:: MATERIAL PROVIDED ::
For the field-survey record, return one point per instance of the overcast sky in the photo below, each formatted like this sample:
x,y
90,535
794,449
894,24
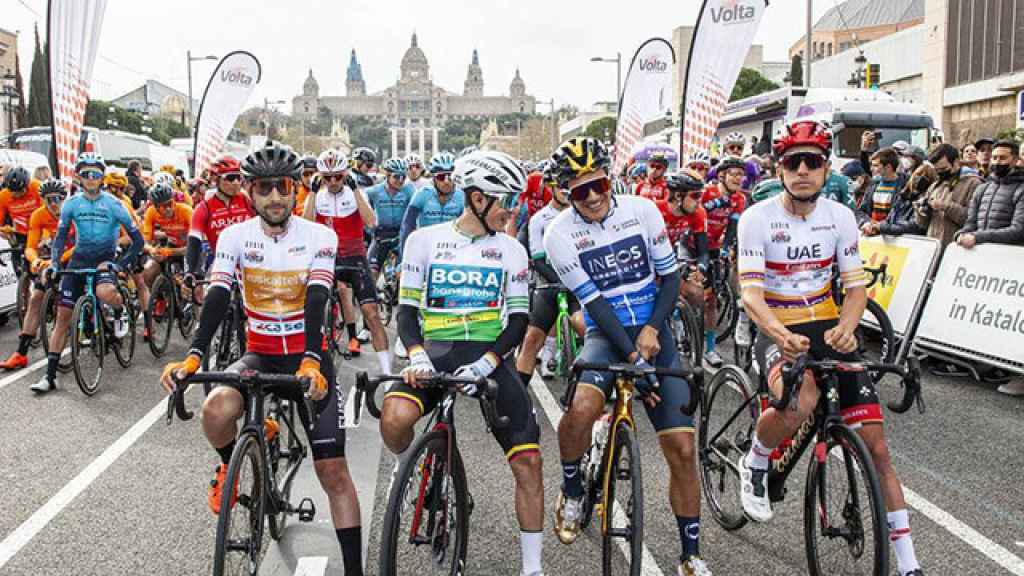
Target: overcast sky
x,y
550,42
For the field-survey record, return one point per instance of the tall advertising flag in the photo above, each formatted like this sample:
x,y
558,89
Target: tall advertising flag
x,y
73,29
723,36
226,93
646,96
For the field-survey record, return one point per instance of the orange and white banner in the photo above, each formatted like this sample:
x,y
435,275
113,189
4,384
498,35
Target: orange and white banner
x,y
723,36
226,93
646,96
73,32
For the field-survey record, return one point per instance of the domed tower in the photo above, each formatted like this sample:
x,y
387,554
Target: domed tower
x,y
474,78
354,85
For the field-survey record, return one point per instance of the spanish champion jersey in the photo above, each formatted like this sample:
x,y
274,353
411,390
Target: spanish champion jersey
x,y
273,274
463,285
791,258
617,258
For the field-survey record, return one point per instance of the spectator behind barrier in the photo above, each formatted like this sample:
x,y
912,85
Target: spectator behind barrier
x,y
996,210
944,209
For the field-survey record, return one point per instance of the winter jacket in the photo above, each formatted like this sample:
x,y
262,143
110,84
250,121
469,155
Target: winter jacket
x,y
996,210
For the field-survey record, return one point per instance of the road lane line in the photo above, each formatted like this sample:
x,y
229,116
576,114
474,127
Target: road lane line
x,y
311,566
554,413
41,518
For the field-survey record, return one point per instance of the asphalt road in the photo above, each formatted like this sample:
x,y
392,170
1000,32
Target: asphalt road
x,y
102,486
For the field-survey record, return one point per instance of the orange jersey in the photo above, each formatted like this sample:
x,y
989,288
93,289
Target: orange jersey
x,y
20,209
176,228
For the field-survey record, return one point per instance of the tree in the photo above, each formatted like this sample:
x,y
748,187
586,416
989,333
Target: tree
x,y
751,83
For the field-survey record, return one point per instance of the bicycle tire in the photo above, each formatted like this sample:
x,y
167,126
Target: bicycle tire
x,y
718,460
83,347
861,465
247,449
160,325
430,444
633,509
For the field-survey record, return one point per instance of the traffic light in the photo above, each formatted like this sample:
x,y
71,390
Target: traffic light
x,y
872,76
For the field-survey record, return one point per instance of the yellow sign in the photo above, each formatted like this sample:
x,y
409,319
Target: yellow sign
x,y
875,255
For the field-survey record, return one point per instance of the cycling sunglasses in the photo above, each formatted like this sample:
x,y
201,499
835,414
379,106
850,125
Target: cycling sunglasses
x,y
582,192
811,160
285,187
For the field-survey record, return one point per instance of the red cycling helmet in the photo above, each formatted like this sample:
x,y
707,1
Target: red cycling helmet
x,y
804,132
225,165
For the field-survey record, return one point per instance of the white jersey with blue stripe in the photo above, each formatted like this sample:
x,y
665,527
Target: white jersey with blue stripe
x,y
617,258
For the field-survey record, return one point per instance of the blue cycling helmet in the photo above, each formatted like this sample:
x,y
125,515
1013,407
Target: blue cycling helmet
x,y
442,163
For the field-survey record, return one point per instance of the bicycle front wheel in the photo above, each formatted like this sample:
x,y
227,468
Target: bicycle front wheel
x,y
426,526
623,507
240,525
845,526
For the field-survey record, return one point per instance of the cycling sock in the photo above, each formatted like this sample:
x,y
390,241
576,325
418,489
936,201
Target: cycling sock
x,y
530,546
225,452
571,479
351,549
689,535
899,535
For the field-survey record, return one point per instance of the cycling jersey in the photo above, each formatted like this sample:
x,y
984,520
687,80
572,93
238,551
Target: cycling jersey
x,y
19,209
389,206
792,257
213,215
176,227
617,257
718,219
464,287
273,274
340,212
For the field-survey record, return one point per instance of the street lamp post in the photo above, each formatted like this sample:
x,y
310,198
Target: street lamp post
x,y
192,116
619,73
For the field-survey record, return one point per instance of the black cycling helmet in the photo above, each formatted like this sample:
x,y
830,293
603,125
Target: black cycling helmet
x,y
16,178
274,161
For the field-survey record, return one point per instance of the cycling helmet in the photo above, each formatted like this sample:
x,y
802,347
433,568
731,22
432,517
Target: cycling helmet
x,y
332,161
274,161
53,187
16,179
578,157
90,160
395,166
805,132
161,194
442,163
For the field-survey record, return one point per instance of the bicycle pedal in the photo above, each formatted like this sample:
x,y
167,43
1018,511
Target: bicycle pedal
x,y
306,509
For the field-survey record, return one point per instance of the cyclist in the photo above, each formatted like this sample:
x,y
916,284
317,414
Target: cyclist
x,y
461,276
724,202
544,306
610,251
653,188
286,265
345,209
434,204
42,227
97,218
786,249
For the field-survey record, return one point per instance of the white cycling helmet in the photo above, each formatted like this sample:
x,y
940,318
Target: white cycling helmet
x,y
332,161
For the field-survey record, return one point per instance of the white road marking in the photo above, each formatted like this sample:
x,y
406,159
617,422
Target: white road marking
x,y
554,413
38,521
311,566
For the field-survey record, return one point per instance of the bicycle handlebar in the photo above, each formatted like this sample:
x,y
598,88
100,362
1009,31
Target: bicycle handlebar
x,y
366,386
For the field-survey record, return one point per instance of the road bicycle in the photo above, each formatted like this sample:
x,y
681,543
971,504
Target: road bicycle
x,y
426,523
262,466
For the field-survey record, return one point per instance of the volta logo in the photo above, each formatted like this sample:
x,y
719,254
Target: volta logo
x,y
237,76
732,11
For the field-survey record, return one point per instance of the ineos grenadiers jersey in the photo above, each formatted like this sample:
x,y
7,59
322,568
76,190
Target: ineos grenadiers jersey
x,y
273,274
791,258
617,258
464,287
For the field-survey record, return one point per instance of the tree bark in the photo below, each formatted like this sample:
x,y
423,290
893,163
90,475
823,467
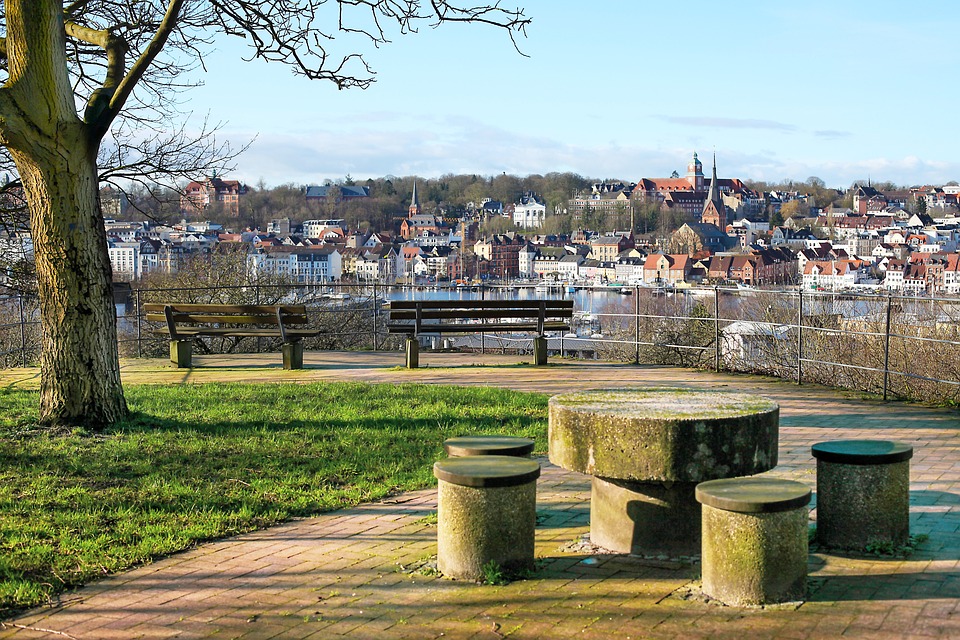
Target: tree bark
:::
**TASK GOAL**
Answer with a single number: the count of lines in the entries that hold the word "below".

**ANSWER SPACE**
2